◆ **Quoted passage**
-----
Communicate surge level changes to drivers to influence repositioning behavior
Expose zone surge status to internal services (matching engine, analytics, marketing)

Non-Functional Requirements

Surge computation latency: P99 under 500ms for full metro re-computation
Price publication latency: P99 under 5 seconds from computation to all connected clients
Price consistency: a locked price (user confirmed) must not change; zero race conditions between price display and charge
Zone count: up to 10,000 active zones globally (avg 100 per metro, 70+ metros)
Throughput: handle 50,000 concurrent rider connections per metro for price updates
Historical retention: surge data retained for 90 days for analytics and audit

Constraints and Assumptions

Surge only applies to marketplace pricing, not flat-rate tiers (subscriptions out of scope)
We assume driver locations are available from the matching system’s geo index
Fare calculation service is a separate system; the surge engine only produces multipliers
Legal teams may apply city-specific maximum multiplier caps (e.g., 5x ceiling); these are configuration, not code
Mobile clients connect via WebSocket for real-time price updates; HTTP polling is the fallback

High-Level Architecture

The surge pricing engine comprises five major components: zone aggregation, multiplier computation, price versioning, client fan-out, and the price lock service.

Uber surge pricing engine architecture overview showing zone aggregation to client fan-out

The Zone Aggregator is a stream-processing job (Flink or Kafka Streams) that consumes the driver location event stream and ride request stream. It maintains a rolling 5-minute window of supply and demand counts per H3 zone. Every 30 seconds, it emits a snapshot of all zone metrics to the Surge Computation Service.
-----
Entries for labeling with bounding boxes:
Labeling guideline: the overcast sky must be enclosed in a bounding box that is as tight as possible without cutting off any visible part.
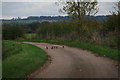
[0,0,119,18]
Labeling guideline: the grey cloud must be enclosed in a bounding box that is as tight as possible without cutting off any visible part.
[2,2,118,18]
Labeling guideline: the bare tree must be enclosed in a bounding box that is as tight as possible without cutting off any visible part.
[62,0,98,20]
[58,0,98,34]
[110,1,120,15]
-----
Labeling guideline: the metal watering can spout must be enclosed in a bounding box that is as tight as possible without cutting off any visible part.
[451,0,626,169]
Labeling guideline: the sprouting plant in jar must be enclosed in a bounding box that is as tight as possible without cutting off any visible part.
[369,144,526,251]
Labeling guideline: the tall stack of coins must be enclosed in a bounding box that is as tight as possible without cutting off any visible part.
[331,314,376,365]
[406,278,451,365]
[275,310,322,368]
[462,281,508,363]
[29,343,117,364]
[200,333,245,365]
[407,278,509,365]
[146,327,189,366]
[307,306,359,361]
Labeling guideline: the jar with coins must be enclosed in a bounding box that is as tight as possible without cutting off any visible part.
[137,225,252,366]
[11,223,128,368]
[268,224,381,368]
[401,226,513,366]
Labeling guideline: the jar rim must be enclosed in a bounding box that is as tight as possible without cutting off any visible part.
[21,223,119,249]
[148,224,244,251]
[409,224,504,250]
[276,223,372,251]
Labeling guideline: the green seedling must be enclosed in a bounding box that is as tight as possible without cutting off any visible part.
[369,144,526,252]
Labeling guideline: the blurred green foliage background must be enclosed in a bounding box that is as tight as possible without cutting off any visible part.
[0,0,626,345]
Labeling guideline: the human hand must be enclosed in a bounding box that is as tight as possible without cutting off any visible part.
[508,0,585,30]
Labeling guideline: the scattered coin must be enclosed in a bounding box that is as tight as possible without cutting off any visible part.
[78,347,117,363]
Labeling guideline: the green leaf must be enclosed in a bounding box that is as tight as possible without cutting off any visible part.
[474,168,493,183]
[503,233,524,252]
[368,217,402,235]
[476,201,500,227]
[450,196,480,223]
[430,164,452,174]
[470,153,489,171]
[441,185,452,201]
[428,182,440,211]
-----
◆ **Tasks to complete**
1) Answer these questions from the surge pricing excerpt:
(a) What P99 target is set for price publication latency?
(b) For how many days is surge data retained?
(c) How often does the Zone Aggregator emit a snapshot of zone metrics?
2) Please write down the entries starting with the line with "Labeling guideline: the bare" and going on through the line with "[110,1,120,15]", both ends included, exactly as they appear.
The surge pricing excerpt and the entries have nothing to do with each other.

◆ **Results by task**
1)
(a) Under 5 seconds from computation to all connected clients.
(b) 90 days.
(c) Every 30 seconds.

2)
Labeling guideline: the bare tree must be enclosed in a bounding box that is as tight as possible without cutting off any visible part.
[62,0,98,20]
[58,0,98,34]
[110,1,120,15]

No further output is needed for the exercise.